= WORK INSTRUCTIONS =
Convert every line of the items below into a Markdown table with the columns "Row" and "Line text," numbering the rows in order and omitting blank lines.

==============================

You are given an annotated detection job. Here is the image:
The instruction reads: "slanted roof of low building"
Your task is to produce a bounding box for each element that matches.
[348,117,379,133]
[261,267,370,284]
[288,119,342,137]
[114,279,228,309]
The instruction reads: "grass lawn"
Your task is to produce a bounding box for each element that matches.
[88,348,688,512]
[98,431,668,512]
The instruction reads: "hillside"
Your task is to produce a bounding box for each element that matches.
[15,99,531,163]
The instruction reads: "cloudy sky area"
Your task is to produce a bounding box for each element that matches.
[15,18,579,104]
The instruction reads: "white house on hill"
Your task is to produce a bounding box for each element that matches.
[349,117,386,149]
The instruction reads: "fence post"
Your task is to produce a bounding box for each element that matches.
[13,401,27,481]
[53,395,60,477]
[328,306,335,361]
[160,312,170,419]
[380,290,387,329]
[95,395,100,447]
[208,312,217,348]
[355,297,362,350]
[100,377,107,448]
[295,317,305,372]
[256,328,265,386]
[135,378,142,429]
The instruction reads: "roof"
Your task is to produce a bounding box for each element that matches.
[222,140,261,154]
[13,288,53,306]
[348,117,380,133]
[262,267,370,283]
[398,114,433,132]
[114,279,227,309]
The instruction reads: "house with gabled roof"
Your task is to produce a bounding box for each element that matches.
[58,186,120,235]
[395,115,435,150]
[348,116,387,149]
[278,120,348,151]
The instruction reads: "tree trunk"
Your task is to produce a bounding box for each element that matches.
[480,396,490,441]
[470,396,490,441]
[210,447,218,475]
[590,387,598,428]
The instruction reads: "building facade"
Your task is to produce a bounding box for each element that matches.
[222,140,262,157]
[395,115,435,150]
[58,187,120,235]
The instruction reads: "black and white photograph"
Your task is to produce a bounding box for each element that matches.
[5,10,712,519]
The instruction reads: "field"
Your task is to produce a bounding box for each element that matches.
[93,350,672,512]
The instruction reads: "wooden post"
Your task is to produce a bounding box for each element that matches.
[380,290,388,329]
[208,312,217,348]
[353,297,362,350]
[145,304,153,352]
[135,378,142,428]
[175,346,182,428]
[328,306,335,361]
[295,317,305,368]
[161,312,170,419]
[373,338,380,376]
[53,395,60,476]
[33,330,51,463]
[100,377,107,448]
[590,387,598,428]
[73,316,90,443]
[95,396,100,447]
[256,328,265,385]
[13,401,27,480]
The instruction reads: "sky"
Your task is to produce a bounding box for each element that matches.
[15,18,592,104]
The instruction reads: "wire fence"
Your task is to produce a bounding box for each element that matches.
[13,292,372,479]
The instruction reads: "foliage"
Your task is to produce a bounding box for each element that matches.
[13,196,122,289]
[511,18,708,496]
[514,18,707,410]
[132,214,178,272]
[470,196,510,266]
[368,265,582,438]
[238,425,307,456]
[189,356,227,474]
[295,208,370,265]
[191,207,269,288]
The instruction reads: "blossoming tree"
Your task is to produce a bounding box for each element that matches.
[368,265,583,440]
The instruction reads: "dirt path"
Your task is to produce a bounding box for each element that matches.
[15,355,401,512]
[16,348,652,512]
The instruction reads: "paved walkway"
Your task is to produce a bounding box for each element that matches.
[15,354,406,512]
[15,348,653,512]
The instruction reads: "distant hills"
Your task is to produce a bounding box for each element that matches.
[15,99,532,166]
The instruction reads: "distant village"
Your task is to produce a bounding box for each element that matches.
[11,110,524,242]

==============================

= RESULT OF THIS EXERCISE =
| Row | Line text |
|---|---|
| 1 | You are given an annotated detection job. Here is the image: |
| 2 | The instruction reads: "slanted roof of low building" |
| 3 | Your task is to produce a bounding box for each element that matches. |
| 4 | [348,117,379,133] |
| 5 | [261,267,370,284] |
| 6 | [288,119,342,137] |
| 7 | [114,279,228,309] |
| 8 | The instruction reads: "grass lawn" |
| 9 | Your task is to produce a bounding box for each element that matches. |
| 10 | [88,348,688,512] |
| 11 | [98,431,668,512] |
| 12 | The instruction reads: "hillside" |
| 13 | Your task is to produce a bounding box for each element that matches. |
| 14 | [15,99,531,163] |
| 15 | The instruction reads: "cloudy sky area" |
| 16 | Your task is to produce a bounding box for each element that matches. |
| 17 | [15,18,579,104] |
| 18 | The instruction reads: "white house on hill" |
| 19 | Your task is to produce a bounding box for each element that matches. |
| 20 | [349,117,386,149] |
| 21 | The instruction reads: "fence post" |
| 22 | Your task is to produce a bounding box for each element that matches. |
| 23 | [13,401,27,481] |
| 24 | [53,395,60,477] |
| 25 | [328,306,335,361] |
| 26 | [160,312,170,419] |
| 27 | [380,290,387,329] |
| 28 | [95,395,100,447] |
| 29 | [208,312,217,348] |
| 30 | [355,297,362,350] |
| 31 | [100,377,107,448] |
| 32 | [295,317,305,372] |
| 33 | [256,328,265,386] |
| 34 | [135,378,142,429] |
| 35 | The instruction reads: "roof" |
| 36 | Your task is to produce a bounding box for each element that matches. |
| 37 | [222,140,261,154] |
| 38 | [13,288,53,306] |
| 39 | [348,117,380,133] |
| 40 | [262,267,370,283] |
| 41 | [398,114,433,132] |
| 42 | [114,279,227,309] |
| 43 | The instruction reads: "house with gabled roof" |
| 44 | Your task is to produce a bounding box for each element that matches. |
| 45 | [58,186,120,235] |
| 46 | [395,115,435,150] |
| 47 | [348,116,387,149] |
| 48 | [278,120,348,151] |
| 49 | The instruction reads: "tree trunk" |
| 50 | Your task is to produce a bounding box for each element that matches. |
| 51 | [480,396,490,441] |
| 52 | [470,396,490,441] |
| 53 | [210,447,218,475] |
| 54 | [590,387,598,428] |
| 55 | The instruction reads: "building facade" |
| 56 | Your task is to produce a bounding box for each element that matches. |
| 57 | [222,140,262,157] |
| 58 | [395,115,435,150] |
| 59 | [58,187,120,235] |
| 60 | The instruction reads: "black and white photograph" |
| 61 | Your task is to produce a bounding box for each element that matches. |
| 62 | [5,10,712,519] |
| 63 | The instruction reads: "field" |
| 64 | Your task is to produce a bounding box for each element that matches. |
| 65 | [93,350,672,512] |
| 66 | The instruction reads: "wooden post" |
| 67 | Your task is to produce a bounding box for each element that matches. |
| 68 | [380,290,388,329] |
| 69 | [208,312,217,348] |
| 70 | [353,297,362,350] |
| 71 | [145,304,153,352] |
| 72 | [135,378,142,428] |
| 73 | [175,346,182,428] |
| 74 | [328,306,335,361] |
| 75 | [295,317,305,368] |
| 76 | [161,312,170,419] |
| 77 | [373,338,380,376] |
| 78 | [53,395,60,476] |
| 79 | [33,330,51,463] |
| 80 | [100,377,107,448] |
| 81 | [590,387,598,428] |
| 82 | [73,316,90,443] |
| 83 | [95,396,100,447] |
| 84 | [256,328,265,385] |
| 85 | [13,401,27,480] |
| 86 | The instruction reads: "sky" |
| 87 | Your task is to produce a bounding box for each element that matches. |
| 88 | [15,18,592,104] |
| 89 | The instruction reads: "wire fence" |
| 90 | Your task is to produce a bounding box for each element that matches. |
| 91 | [13,292,372,479] |
| 92 | The instruction reads: "foliage" |
| 93 | Your task is to produce a bounding box for each element that matches. |
| 94 | [13,196,122,289] |
| 95 | [511,18,708,496] |
| 96 | [514,18,707,410] |
| 97 | [132,214,178,272] |
| 98 | [470,196,510,266] |
| 99 | [368,265,582,438] |
| 100 | [238,425,307,456] |
| 101 | [189,356,227,474] |
| 102 | [295,208,370,265] |
| 103 | [191,207,269,288] |
| 104 | The instruction reads: "blossoming tree" |
| 105 | Your task is to produce a bounding box for each element that matches. |
| 106 | [368,265,583,440] |
| 107 | The instruction reads: "dirt path" |
| 108 | Your task is to produce a bounding box for each element that matches. |
| 109 | [15,355,401,512] |
| 110 | [16,348,652,512] |
| 111 | The instruction reads: "paved walkway" |
| 112 | Your task is to produce a bounding box for each element that matches. |
| 113 | [15,354,406,512] |
| 114 | [15,348,653,512] |
| 115 | The instruction reads: "distant hills" |
| 116 | Your task is to produce a bounding box for each element that matches. |
| 117 | [15,99,532,166] |
| 118 | The instruction reads: "distant village" |
| 119 | Your task is to produce a bounding box for each element that matches. |
| 120 | [11,110,524,242] |